(RAW DATA Opens)

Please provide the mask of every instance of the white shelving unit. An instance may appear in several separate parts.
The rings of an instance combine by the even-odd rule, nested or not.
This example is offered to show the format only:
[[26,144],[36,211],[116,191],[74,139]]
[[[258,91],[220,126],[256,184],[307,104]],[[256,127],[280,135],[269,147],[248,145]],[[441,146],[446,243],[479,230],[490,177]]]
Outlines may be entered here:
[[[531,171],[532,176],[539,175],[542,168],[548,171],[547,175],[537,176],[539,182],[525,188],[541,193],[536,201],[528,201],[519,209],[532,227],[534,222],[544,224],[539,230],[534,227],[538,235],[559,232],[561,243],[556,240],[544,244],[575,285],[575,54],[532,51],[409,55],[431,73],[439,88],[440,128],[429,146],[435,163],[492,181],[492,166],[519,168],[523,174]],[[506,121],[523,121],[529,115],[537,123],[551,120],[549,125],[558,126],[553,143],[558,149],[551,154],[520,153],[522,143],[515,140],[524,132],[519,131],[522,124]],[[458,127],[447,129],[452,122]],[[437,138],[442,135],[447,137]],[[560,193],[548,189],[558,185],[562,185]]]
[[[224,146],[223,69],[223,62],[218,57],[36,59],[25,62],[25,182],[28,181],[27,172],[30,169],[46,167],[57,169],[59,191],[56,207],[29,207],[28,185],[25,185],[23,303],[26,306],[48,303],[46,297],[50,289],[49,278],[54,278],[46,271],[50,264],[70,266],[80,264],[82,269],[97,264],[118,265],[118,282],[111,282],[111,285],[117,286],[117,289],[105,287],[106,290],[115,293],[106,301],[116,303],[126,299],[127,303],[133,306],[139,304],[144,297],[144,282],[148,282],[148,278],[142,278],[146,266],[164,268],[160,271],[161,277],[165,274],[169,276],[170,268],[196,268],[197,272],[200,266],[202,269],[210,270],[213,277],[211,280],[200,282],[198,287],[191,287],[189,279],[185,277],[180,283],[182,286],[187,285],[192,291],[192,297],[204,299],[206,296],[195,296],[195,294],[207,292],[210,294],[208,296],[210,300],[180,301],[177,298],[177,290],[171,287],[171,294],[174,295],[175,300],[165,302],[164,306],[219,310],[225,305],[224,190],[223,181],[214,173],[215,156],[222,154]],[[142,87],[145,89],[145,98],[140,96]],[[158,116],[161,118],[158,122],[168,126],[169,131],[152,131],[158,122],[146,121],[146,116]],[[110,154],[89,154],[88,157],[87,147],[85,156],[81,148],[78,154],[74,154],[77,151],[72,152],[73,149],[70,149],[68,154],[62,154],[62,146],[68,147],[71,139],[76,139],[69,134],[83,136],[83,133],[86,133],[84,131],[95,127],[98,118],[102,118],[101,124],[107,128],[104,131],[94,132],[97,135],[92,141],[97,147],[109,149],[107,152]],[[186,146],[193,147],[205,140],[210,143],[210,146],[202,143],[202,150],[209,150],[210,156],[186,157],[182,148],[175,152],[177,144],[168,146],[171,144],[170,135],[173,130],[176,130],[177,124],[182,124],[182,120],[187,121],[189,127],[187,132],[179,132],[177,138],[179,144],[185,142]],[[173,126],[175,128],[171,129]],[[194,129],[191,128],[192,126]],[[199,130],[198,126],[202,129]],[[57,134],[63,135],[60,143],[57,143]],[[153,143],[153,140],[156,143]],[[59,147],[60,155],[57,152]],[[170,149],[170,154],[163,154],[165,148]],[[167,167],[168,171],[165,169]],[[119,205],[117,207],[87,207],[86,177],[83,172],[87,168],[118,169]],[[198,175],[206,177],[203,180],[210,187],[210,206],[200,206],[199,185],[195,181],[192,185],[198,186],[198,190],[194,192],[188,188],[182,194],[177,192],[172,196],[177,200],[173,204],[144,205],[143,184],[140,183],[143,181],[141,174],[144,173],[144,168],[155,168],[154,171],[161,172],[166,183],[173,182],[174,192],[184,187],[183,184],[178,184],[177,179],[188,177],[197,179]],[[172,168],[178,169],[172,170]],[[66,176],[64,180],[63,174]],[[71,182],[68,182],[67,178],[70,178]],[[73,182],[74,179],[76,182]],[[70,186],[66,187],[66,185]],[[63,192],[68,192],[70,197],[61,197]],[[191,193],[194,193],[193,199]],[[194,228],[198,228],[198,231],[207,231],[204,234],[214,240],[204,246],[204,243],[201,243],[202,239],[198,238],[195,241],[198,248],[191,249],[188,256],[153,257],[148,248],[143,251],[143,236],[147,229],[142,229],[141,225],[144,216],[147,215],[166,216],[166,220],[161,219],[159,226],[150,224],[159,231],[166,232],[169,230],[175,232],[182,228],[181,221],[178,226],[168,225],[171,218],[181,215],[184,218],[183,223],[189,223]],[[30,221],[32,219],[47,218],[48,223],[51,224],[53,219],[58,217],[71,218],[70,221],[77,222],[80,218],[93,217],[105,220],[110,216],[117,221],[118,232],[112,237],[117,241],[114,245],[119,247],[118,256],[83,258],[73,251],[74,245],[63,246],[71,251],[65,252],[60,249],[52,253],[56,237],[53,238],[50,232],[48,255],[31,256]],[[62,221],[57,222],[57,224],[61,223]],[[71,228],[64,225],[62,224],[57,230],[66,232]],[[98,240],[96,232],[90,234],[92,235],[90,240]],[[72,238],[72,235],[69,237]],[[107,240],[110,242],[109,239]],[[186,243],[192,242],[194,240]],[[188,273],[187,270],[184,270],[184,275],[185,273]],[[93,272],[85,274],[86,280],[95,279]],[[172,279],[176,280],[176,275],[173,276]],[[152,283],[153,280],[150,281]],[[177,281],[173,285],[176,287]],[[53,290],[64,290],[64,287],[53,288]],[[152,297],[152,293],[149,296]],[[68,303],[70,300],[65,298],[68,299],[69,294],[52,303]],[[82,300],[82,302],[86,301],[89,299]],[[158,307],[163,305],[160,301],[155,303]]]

(RAW DATA Closes)

◆ WORK REQUEST
Word for word, transcribe all of the records.

◆ ANSWER TO THIS EXERCISE
Please provide the mask of every instance of the white shelving unit. An instance may appear in several separate parts.
The rings of an instance combine by the even-odd rule, nested or not.
This example is offered to show the format only:
[[26,144],[36,211],[116,191],[74,139]]
[[[258,91],[220,126],[256,184],[307,104]],[[256,127],[280,135],[269,147],[248,145]],[[441,146],[446,243],[479,230],[490,177]]]
Outlines may be entered here:
[[[531,171],[532,176],[539,175],[542,168],[548,171],[547,175],[537,176],[539,182],[525,188],[541,193],[536,201],[528,201],[519,209],[532,227],[534,222],[544,224],[539,230],[534,227],[538,235],[559,232],[561,243],[556,240],[544,244],[575,285],[575,54],[532,51],[409,55],[431,73],[439,88],[440,128],[429,146],[435,163],[492,181],[492,166],[519,168],[523,174]],[[506,121],[523,121],[529,115],[537,123],[551,120],[549,125],[558,126],[553,143],[558,149],[551,154],[520,153],[522,143],[515,140],[524,132],[519,131],[522,124]],[[458,127],[447,129],[452,122]],[[437,138],[442,135],[447,137]],[[560,193],[548,189],[558,185],[562,185]]]
[[[224,146],[223,69],[223,62],[218,57],[36,59],[25,62],[25,182],[28,181],[27,172],[30,169],[46,167],[57,169],[59,191],[56,207],[29,207],[28,185],[25,185],[23,303],[26,306],[48,303],[46,297],[50,289],[49,278],[54,278],[46,271],[50,264],[70,266],[80,264],[82,269],[97,264],[118,265],[118,282],[111,282],[111,285],[117,286],[117,289],[105,287],[106,290],[115,293],[106,301],[116,303],[126,299],[127,303],[133,306],[139,304],[144,297],[144,282],[148,282],[148,278],[142,278],[146,266],[164,268],[160,271],[161,277],[165,274],[169,276],[170,268],[196,268],[197,272],[200,266],[202,269],[210,270],[213,277],[211,280],[200,282],[198,287],[191,287],[189,279],[185,277],[180,283],[182,286],[187,285],[192,291],[192,297],[204,299],[206,296],[195,296],[195,294],[207,292],[210,294],[208,296],[210,300],[180,301],[177,298],[177,290],[171,287],[171,294],[174,295],[175,300],[165,302],[164,306],[219,310],[225,305],[224,190],[223,181],[214,173],[215,156],[222,154]],[[142,87],[145,89],[145,98],[140,96]],[[158,116],[161,118],[158,122],[168,126],[169,131],[152,131],[158,122],[146,121],[146,116]],[[110,154],[89,154],[88,157],[87,147],[85,156],[81,148],[78,154],[74,154],[77,151],[72,152],[73,149],[70,149],[68,154],[62,154],[62,146],[68,147],[71,139],[76,139],[69,134],[83,136],[83,133],[86,133],[84,131],[95,127],[98,118],[102,118],[101,124],[107,128],[104,131],[94,132],[97,135],[92,141],[97,147],[109,149],[107,152]],[[186,146],[193,147],[205,140],[210,143],[210,146],[202,143],[202,150],[209,150],[210,156],[186,157],[182,148],[175,152],[177,144],[168,146],[171,144],[170,135],[173,130],[176,130],[177,124],[182,124],[182,120],[187,121],[189,127],[187,132],[179,132],[177,138],[179,144],[185,142]],[[173,126],[175,128],[171,129]],[[194,129],[191,128],[192,126]],[[199,130],[198,126],[202,129]],[[57,134],[63,135],[60,143],[57,143]],[[153,143],[153,140],[156,143]],[[59,147],[60,155],[57,152]],[[170,149],[170,154],[163,154],[165,148]],[[167,167],[168,171],[165,169]],[[119,205],[117,207],[87,207],[86,177],[83,172],[87,168],[118,169]],[[198,175],[206,177],[203,180],[210,187],[210,206],[200,206],[199,185],[195,181],[192,185],[198,186],[198,190],[194,192],[188,188],[182,194],[177,192],[172,196],[177,200],[173,204],[144,205],[143,184],[140,183],[143,181],[141,174],[144,173],[144,168],[155,168],[154,171],[161,172],[166,183],[173,182],[174,192],[184,187],[183,184],[178,184],[177,179],[188,177],[197,179]],[[172,168],[178,169],[172,170]],[[66,176],[64,180],[63,174]],[[71,182],[68,182],[67,178],[70,178]],[[73,182],[74,179],[76,182]],[[70,186],[66,187],[66,185]],[[63,192],[68,192],[70,197],[61,197]],[[191,193],[194,193],[193,199]],[[194,228],[198,228],[198,231],[207,231],[204,234],[214,240],[204,246],[204,243],[201,243],[202,239],[198,238],[195,241],[198,248],[191,249],[188,256],[153,257],[148,248],[143,251],[143,236],[147,229],[142,229],[141,225],[144,216],[147,215],[166,216],[166,220],[161,219],[159,226],[150,224],[159,231],[166,232],[169,230],[175,232],[182,228],[181,221],[178,226],[168,225],[171,218],[181,215],[184,218],[183,223],[189,223]],[[30,221],[32,219],[47,218],[48,223],[51,224],[53,219],[58,217],[71,218],[70,221],[77,222],[80,218],[93,217],[105,220],[110,216],[117,221],[118,232],[112,237],[117,241],[114,245],[119,247],[118,256],[83,258],[73,251],[74,245],[63,246],[71,251],[65,252],[60,249],[52,253],[56,237],[53,238],[50,232],[48,255],[31,256]],[[62,221],[57,222],[57,224],[61,223]],[[71,228],[64,225],[62,224],[57,230],[66,232]],[[98,240],[96,232],[90,234],[92,235],[90,240]],[[72,238],[72,235],[69,237]],[[107,240],[110,242],[109,239]],[[186,243],[192,242],[194,240]],[[188,273],[187,270],[184,270],[184,275],[185,273]],[[93,272],[85,274],[86,280],[95,279]],[[172,279],[176,280],[176,275],[173,276]],[[152,283],[153,280],[150,281]],[[177,281],[173,285],[176,287]],[[53,290],[64,290],[64,287],[53,288]],[[152,297],[152,293],[149,296]],[[68,303],[70,300],[65,298],[68,299],[69,294],[52,303]],[[82,300],[82,302],[86,301],[89,299]],[[158,307],[163,305],[160,301],[155,303]]]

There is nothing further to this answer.